WHAT TO WORK ON: Pictures do not belong in the copy; quote every entry below exactly.

(Dataset rows)
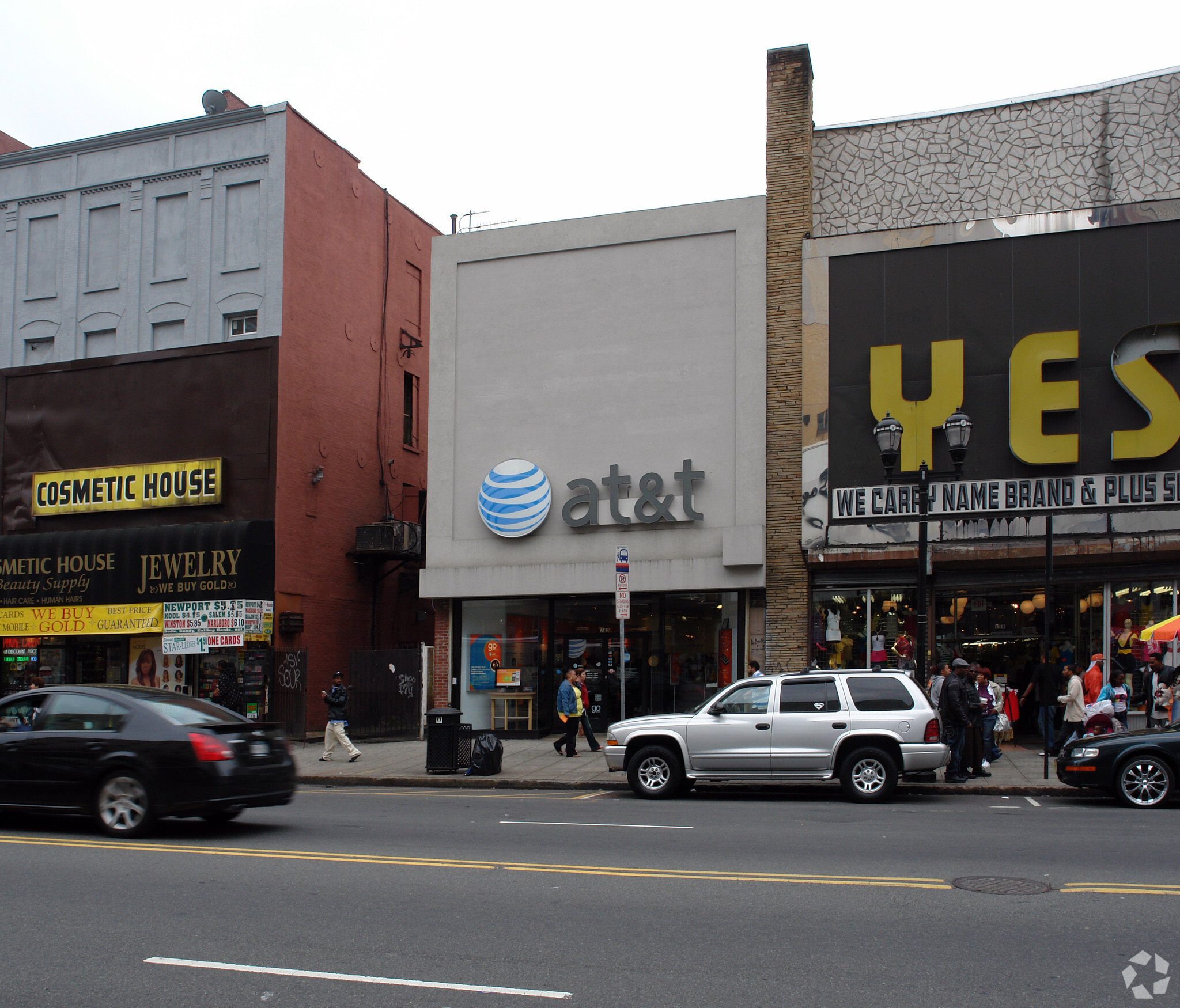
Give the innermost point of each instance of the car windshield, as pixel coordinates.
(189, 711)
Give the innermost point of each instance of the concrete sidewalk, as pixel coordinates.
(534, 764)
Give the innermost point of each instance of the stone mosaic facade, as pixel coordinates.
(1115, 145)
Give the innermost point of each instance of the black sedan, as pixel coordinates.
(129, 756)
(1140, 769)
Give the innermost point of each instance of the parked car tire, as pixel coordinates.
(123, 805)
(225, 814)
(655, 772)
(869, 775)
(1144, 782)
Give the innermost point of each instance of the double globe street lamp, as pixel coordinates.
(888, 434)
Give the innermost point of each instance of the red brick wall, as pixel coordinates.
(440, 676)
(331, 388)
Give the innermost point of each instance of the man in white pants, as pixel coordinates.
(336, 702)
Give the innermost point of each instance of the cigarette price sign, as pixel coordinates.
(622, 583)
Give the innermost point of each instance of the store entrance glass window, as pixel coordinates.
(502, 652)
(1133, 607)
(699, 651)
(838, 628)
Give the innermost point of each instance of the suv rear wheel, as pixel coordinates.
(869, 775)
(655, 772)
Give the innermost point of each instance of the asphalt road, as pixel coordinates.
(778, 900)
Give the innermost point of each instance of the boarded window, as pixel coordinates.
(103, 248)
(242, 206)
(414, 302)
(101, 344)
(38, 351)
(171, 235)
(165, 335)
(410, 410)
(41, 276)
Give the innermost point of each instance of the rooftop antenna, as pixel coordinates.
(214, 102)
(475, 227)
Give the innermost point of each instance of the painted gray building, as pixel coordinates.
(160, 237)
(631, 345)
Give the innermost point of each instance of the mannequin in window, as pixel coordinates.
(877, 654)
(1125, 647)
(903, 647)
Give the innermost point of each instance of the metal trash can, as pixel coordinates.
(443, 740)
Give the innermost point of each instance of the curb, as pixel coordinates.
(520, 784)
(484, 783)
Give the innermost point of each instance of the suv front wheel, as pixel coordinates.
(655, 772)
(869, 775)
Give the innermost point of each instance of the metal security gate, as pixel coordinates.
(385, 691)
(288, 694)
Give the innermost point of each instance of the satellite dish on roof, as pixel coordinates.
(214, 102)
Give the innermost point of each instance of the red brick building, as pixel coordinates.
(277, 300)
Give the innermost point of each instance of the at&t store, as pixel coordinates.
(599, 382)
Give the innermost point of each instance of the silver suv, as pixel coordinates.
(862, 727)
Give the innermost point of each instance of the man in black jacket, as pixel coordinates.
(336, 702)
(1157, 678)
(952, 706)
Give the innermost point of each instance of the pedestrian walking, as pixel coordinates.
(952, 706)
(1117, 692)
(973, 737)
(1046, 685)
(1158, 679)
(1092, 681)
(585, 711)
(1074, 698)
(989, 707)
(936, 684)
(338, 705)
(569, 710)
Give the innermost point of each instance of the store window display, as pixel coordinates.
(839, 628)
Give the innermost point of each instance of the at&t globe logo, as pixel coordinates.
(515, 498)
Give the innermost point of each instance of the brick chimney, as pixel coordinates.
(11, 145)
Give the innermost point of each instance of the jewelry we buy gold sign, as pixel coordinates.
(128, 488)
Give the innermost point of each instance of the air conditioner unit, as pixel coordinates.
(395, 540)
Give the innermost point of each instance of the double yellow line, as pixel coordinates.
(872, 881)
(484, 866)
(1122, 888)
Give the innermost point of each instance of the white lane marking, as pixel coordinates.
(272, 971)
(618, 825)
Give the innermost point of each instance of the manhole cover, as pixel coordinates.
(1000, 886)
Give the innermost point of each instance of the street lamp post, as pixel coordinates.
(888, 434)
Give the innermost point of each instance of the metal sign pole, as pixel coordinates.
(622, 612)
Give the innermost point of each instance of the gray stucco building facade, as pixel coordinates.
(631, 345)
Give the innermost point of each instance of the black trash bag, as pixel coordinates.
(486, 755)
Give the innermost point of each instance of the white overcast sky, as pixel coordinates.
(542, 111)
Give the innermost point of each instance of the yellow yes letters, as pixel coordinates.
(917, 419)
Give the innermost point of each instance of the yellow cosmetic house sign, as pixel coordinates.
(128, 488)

EXPECTED ANSWER:
Give the innermost point of each instance of the car windshield, as pixel coordinates.
(189, 711)
Give the innermost point of each instance of the concrete sidewalk, as pixel coordinates.
(534, 764)
Give the innermost point of each instance of the stone mosaic facade, as pixel coordinates.
(1115, 145)
Give the innermost point of each instance of the black sedan, as pixel coordinates.
(129, 756)
(1140, 769)
Give the innermost point of each instance of the parked car tire, as pixel coordinates.
(123, 805)
(225, 814)
(655, 772)
(869, 775)
(1144, 782)
Give the innermost point of each instance of the double globe street lamp, as pixel coordinates.
(888, 434)
Give the innermost point of each instance of the red brick wall, as pixel coordinates.
(440, 676)
(331, 388)
Give the innermost point of each instance of the man in white pants, as pixel coordinates.
(336, 702)
Give the innermost point of each instance of the cigarette price sign, as pixel coordinates.
(622, 583)
Give the innermost point of each instance of the store entrance glass window, as pixel coordinates.
(502, 652)
(1133, 607)
(699, 651)
(838, 628)
Give the innermost point of each instance of the suv rear wheel, as pixel coordinates.
(869, 775)
(655, 772)
Give the innermost point of each instance of the asphalt road, as pixel coordinates.
(778, 900)
Give the innermost point of each instance of the boarded window, as pixel coordinates.
(103, 248)
(242, 206)
(414, 302)
(101, 344)
(38, 351)
(171, 235)
(165, 335)
(410, 410)
(41, 276)
Give the innermost point of each instance of the rooftop antenna, as pixel coordinates.
(214, 102)
(475, 227)
Give the innermost point of each instance of the painted gray building, as pixel coordinates.
(160, 237)
(631, 345)
Give the innermost point of each instance of the mannequin in window, as pixel coordinates.
(877, 654)
(1125, 647)
(903, 647)
Give the innermost point of each instance of the metal trash can, as pixel coordinates.
(443, 740)
Give the innermost point of each instance of the curb, as pixel coordinates.
(520, 784)
(484, 783)
Give the innermost point of each instance of the suv front wheel, as pixel coordinates.
(655, 772)
(869, 775)
Give the innermost point of each instance of the metal security gate, as pixel coordinates.
(385, 691)
(288, 694)
Give the innermost point of each instance of the satellite dish on roof, as pixel coordinates.
(214, 102)
Give the innermost point of each instance of the red brick building, as pixel coordinates.
(277, 300)
Give the innermost point of each instance of the at&t store, as pixel coordinates.
(599, 382)
Give the innermost point of each instance of the silver suv, as pixel coordinates.
(862, 727)
Give the innermost point of each instance of the man in black jacket, as pixel coordinates.
(336, 702)
(1157, 678)
(952, 706)
Give the innermost point of each instance of the pedestrian walking, as pixel coordinates.
(952, 706)
(1117, 692)
(973, 737)
(1046, 685)
(1158, 679)
(1092, 681)
(585, 711)
(1074, 698)
(989, 707)
(936, 684)
(338, 705)
(569, 710)
Give the innermost point of each instance of the store window display, as pixel coordinates.
(839, 628)
Give the innermost point of each instance of the at&t globe logo, as pixel coordinates.
(515, 498)
Give the innermost point of each instance of the brick chimney, as pixel coordinates.
(11, 145)
Give the innermost point of each instance of the jewelry we buy gold sign, as pixel coordinates.
(128, 488)
Give the innermost point of each instance of the air conditioner unit, as pixel coordinates.
(395, 540)
Give the innermost point of each instance of the double yellow line, as pixel coordinates.
(872, 881)
(484, 866)
(1122, 888)
Give the innermost point of each instance of the white lane marking, as pixel coordinates.
(272, 971)
(618, 825)
Give the innermost point of each instance of the manhole cover, as pixel coordinates.
(1000, 886)
Give the innermost point of each instance of the street lamp post, as pixel coordinates.
(888, 434)
Give the innermost point of each instance of the metal sign pole, as pixel coordinates.
(622, 612)
Give the innermost point of each instance of the gray stucco building facade, as pixel coordinates.
(631, 345)
Give the innermost point of each instance of the black trash bag, as pixel coordinates.
(486, 755)
Give the innermost point of each instance of the white overcast sky, as pixel coordinates.
(542, 111)
Give the innermost point of each instance of the yellow yes letters, as pixel coordinates.
(917, 419)
Give the innermost point of each instance of the yellow cosmetic house sign, as pixel coordinates.
(128, 488)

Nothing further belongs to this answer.